• [GOAL OF THE EXERCISE]:
Where a line below has the string "tofu" in it, include it in the count, and give that count alone.

##### EXTRACTED INFORMATION

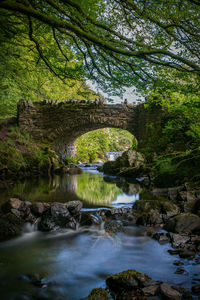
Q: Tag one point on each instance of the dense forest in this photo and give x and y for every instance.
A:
(81, 226)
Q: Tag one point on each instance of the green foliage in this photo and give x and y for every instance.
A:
(19, 153)
(115, 43)
(184, 110)
(94, 145)
(24, 75)
(176, 168)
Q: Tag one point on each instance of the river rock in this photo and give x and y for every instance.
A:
(98, 294)
(178, 240)
(12, 203)
(59, 216)
(74, 207)
(130, 279)
(185, 222)
(86, 219)
(39, 208)
(169, 293)
(10, 226)
(196, 289)
(126, 165)
(113, 226)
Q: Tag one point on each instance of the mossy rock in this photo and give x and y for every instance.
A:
(111, 168)
(113, 226)
(10, 226)
(186, 222)
(127, 280)
(98, 294)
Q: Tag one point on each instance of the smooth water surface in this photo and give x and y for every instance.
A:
(91, 187)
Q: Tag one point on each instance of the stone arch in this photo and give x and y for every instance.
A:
(60, 123)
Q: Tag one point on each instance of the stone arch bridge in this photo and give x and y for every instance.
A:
(62, 123)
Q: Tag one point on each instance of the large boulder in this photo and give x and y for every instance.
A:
(154, 212)
(128, 280)
(185, 222)
(98, 294)
(131, 163)
(60, 215)
(169, 293)
(10, 226)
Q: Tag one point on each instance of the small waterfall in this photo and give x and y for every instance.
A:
(30, 227)
(113, 155)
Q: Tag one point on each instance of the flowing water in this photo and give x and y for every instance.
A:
(69, 264)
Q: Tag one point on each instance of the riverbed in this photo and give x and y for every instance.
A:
(68, 264)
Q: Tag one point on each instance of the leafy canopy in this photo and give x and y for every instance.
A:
(113, 42)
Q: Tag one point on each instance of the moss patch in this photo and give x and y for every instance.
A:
(98, 294)
(10, 226)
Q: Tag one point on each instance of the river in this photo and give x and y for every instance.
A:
(69, 264)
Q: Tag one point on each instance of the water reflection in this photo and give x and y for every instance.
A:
(72, 263)
(92, 188)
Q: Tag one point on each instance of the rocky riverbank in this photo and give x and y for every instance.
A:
(131, 284)
(164, 220)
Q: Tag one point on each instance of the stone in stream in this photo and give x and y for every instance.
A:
(60, 215)
(185, 222)
(10, 226)
(113, 226)
(196, 289)
(169, 293)
(98, 294)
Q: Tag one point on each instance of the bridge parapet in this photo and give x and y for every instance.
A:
(60, 123)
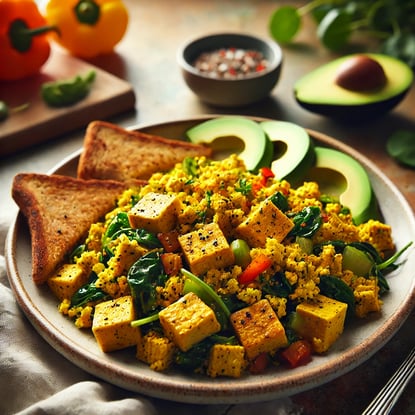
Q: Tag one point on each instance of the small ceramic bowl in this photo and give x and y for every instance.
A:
(230, 92)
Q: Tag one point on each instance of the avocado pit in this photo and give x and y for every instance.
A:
(361, 73)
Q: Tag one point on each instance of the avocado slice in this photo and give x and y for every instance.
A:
(342, 177)
(227, 135)
(319, 92)
(292, 151)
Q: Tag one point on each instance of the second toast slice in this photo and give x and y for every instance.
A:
(59, 211)
(112, 152)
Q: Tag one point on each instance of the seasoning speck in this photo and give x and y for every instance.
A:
(231, 63)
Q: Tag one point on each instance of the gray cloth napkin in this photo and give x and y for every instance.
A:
(35, 379)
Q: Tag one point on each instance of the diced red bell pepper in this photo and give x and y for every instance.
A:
(258, 265)
(172, 263)
(265, 174)
(297, 353)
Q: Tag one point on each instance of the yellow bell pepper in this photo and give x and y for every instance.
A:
(88, 28)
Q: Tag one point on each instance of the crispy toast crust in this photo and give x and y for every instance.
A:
(111, 152)
(59, 211)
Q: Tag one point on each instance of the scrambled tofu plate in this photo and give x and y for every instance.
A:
(218, 270)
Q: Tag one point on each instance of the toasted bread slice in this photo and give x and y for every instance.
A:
(111, 152)
(59, 211)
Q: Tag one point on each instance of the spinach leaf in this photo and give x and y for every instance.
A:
(280, 201)
(190, 166)
(88, 293)
(77, 252)
(143, 277)
(307, 222)
(338, 246)
(198, 355)
(120, 224)
(278, 285)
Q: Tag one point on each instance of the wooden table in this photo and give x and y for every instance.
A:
(147, 59)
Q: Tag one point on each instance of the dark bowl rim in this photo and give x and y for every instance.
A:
(274, 64)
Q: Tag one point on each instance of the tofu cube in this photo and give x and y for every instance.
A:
(266, 221)
(258, 328)
(156, 350)
(320, 321)
(67, 280)
(188, 321)
(367, 298)
(226, 360)
(111, 324)
(206, 248)
(155, 212)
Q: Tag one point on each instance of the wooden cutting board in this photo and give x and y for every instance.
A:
(109, 96)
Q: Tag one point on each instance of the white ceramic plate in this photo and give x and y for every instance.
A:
(357, 344)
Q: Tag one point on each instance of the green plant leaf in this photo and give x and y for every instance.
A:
(401, 146)
(401, 46)
(284, 24)
(335, 28)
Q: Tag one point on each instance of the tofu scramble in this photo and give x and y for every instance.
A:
(222, 271)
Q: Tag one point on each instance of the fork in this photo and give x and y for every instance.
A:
(387, 397)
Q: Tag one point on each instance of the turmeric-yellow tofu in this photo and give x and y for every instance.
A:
(156, 350)
(206, 248)
(320, 321)
(111, 324)
(188, 321)
(226, 360)
(367, 299)
(266, 221)
(155, 212)
(258, 328)
(67, 280)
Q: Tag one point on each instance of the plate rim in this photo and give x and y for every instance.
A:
(203, 392)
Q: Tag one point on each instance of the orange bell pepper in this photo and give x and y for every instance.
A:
(88, 28)
(256, 267)
(24, 46)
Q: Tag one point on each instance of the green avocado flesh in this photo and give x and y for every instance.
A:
(339, 175)
(342, 177)
(292, 150)
(234, 135)
(318, 92)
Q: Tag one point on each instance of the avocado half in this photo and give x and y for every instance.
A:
(318, 92)
(344, 178)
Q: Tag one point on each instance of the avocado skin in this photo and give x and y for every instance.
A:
(318, 92)
(362, 112)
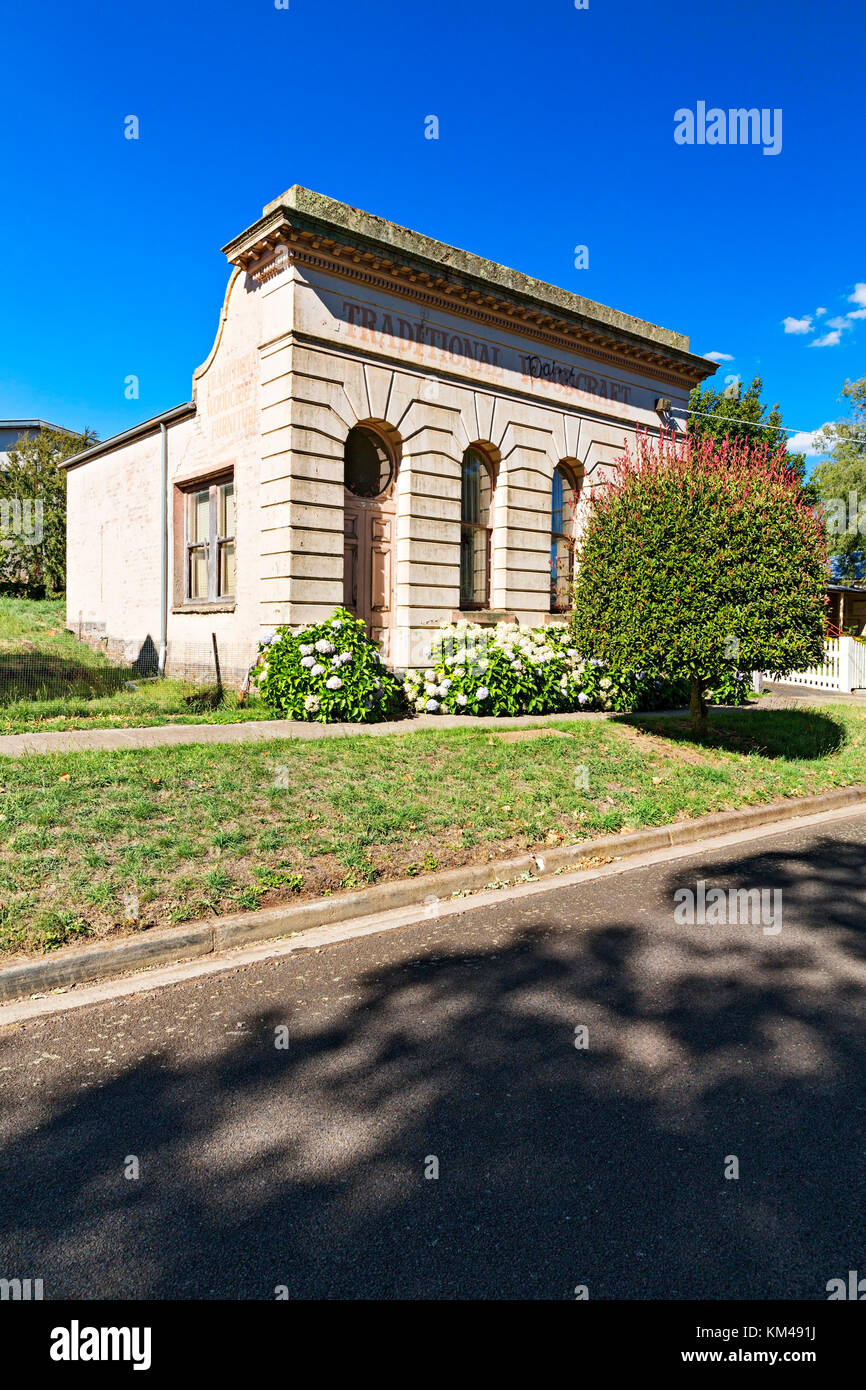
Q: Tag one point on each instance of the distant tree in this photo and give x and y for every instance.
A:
(697, 559)
(841, 484)
(34, 510)
(745, 419)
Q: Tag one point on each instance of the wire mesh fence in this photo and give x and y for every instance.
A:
(70, 669)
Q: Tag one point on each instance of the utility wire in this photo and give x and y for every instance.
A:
(759, 424)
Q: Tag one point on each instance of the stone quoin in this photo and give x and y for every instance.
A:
(382, 421)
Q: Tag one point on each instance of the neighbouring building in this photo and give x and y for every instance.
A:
(382, 421)
(11, 431)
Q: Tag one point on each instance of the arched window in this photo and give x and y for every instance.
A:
(476, 495)
(369, 463)
(562, 540)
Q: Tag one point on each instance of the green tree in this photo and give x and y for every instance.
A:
(34, 510)
(748, 419)
(841, 484)
(701, 558)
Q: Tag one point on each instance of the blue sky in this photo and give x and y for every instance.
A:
(556, 128)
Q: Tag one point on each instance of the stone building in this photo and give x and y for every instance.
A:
(382, 420)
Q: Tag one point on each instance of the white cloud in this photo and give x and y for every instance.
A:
(805, 442)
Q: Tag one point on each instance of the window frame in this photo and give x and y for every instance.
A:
(213, 545)
(569, 478)
(471, 605)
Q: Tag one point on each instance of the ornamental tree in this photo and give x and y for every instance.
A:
(699, 556)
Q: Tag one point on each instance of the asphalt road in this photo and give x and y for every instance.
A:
(305, 1166)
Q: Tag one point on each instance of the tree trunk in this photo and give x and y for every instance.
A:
(697, 706)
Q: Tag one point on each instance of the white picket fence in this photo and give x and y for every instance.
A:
(843, 669)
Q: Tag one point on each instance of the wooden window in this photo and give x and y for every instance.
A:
(562, 540)
(209, 542)
(476, 498)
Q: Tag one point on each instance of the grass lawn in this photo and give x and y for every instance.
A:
(50, 680)
(95, 844)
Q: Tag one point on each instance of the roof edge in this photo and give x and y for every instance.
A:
(300, 205)
(146, 427)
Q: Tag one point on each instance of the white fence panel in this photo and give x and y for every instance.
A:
(824, 677)
(858, 665)
(843, 669)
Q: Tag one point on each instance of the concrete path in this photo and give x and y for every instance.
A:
(256, 731)
(285, 1115)
(253, 731)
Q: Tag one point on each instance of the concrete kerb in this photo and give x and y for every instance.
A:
(177, 944)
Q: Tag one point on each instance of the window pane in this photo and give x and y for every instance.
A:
(367, 464)
(199, 516)
(198, 573)
(227, 509)
(473, 566)
(227, 567)
(562, 509)
(476, 489)
(556, 516)
(560, 576)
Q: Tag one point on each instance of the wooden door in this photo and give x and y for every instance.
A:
(369, 527)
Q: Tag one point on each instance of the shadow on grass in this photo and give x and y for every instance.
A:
(793, 734)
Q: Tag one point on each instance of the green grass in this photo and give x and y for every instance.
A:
(49, 680)
(96, 843)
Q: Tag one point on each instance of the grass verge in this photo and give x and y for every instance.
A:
(96, 843)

##########

• [TASK SOLUTION]:
4